#### [To be done]
In the forum post about using R code for baseball arguments, which two vectors are set aside in the Anthony Rizzo example?

#### [Extracted text]

Bleacher Nation is on Facebook, and you should totally "Like" us:

Bleacher Nation is also on Twitter, and you should totally follow us:

Member Since 27 Dec 2011
Offline Last Active Feb 24 2014 06:39 AM

### Want to back up that argument with plots?!?!?

12 August 2013 - 09:51 PM

Stats arguments always give way to probability arguments.  But, alas!  Where is a Cubs fan to get rapid-fire assessment of whether a guy is doing differently in one situation or another?!?!?

So, here is R-code for doing just that.  It's not horribly user friendly, but it's not horribly user cruel, either.  You can download R for free at: http://www.r-project.org.  Good R programmers make this stuff really easy to use.  I learned to program using punch cards while listening to music on vinyl and wondering why my polyester shirt was so uncomfortable, so screw that.

Let's take a really simple example: is Anthony Rizzo significantly better/worse in "high leverage" (late and close) situations?  Let's just ask if he makes outs more than expected.  We set aside two vectors: safes (all the times he doesn't "choke" and make an out), and PAs (number of plate appearances).

(Records of labeled boxes)

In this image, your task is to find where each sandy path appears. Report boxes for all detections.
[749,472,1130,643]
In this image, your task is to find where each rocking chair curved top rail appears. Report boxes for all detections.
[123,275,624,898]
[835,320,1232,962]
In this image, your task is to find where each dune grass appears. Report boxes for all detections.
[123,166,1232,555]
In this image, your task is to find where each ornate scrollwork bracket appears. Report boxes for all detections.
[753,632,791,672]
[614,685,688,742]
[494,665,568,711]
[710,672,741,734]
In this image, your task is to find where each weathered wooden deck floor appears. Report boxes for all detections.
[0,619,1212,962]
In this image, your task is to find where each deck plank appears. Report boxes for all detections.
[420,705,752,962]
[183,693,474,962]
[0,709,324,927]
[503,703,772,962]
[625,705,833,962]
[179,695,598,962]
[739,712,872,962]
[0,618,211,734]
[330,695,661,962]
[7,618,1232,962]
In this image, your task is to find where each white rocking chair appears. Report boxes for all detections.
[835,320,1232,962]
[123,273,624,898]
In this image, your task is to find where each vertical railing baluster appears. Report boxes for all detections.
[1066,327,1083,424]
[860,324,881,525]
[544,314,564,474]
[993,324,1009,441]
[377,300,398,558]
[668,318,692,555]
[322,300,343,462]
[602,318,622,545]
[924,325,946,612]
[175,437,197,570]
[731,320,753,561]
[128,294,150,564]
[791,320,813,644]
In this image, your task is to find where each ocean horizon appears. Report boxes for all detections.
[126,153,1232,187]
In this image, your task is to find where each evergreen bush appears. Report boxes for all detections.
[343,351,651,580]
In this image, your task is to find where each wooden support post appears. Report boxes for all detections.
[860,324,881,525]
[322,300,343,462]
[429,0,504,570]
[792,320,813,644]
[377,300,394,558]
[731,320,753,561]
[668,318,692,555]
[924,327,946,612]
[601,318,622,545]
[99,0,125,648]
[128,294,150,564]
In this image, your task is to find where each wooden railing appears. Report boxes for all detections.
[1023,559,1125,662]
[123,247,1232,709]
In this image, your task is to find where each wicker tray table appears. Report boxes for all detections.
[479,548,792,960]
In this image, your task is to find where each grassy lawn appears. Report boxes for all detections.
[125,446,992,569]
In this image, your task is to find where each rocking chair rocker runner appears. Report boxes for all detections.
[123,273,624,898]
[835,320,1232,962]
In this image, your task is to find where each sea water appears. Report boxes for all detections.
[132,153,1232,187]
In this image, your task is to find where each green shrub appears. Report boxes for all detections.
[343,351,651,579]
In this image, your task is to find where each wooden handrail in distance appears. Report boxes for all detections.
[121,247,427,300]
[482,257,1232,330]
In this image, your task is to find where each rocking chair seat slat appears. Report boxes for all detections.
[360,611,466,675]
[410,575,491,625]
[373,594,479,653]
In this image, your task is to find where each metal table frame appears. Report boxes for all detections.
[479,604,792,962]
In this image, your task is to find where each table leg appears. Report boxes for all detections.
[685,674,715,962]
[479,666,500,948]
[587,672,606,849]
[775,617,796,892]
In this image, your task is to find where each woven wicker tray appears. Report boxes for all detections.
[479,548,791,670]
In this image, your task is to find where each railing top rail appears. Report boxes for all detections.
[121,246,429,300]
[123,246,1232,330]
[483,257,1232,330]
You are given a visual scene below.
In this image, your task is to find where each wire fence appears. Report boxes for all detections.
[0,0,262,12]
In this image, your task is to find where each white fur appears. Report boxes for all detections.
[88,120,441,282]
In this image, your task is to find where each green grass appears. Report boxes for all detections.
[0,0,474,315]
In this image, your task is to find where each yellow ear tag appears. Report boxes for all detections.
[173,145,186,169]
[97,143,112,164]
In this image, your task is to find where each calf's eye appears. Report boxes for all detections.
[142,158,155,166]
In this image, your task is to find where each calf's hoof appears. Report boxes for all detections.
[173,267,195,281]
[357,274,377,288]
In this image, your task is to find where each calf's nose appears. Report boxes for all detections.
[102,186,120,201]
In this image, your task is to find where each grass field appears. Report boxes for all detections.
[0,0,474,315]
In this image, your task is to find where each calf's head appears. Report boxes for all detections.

#### [Solved problem]
Safes (all the times he doesn't make an out) and PAs (number of plate appearances).